* [TASK PROMPT]: Locate each line in the entries below that contains the word "front" and copy those lines verbatim.

>> begin DATA FOR THE TASK

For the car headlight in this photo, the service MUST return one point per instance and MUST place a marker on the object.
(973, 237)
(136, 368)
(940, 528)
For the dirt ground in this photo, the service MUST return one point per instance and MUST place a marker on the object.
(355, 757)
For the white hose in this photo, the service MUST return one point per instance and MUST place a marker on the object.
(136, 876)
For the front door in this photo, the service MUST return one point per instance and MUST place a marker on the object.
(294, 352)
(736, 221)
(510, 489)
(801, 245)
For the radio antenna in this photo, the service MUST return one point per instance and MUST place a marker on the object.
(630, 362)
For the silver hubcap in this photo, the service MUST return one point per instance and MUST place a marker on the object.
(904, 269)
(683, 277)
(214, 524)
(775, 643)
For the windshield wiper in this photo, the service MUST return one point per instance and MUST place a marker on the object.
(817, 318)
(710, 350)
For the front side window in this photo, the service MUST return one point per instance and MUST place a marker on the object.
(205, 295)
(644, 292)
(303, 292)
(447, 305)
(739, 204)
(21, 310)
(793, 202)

>> end DATA FOR THE TASK
>> begin DATA FOR THE TASK

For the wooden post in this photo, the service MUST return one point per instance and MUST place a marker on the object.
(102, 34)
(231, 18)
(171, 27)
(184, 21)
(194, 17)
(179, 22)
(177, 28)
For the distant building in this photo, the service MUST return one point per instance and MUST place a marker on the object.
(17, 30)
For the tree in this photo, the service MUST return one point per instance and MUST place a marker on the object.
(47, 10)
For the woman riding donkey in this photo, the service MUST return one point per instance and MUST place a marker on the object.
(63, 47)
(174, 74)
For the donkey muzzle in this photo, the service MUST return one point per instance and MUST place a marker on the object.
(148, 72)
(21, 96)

>> end DATA FOR THE TASK

* [EXPECTED OUTPUT]:
For the front door in this photo, the service MUST return one point per instance and MUST place a marker on the object.
For the front side window in this photo, the service MUST return one point per instance and MUST place a marker on the object.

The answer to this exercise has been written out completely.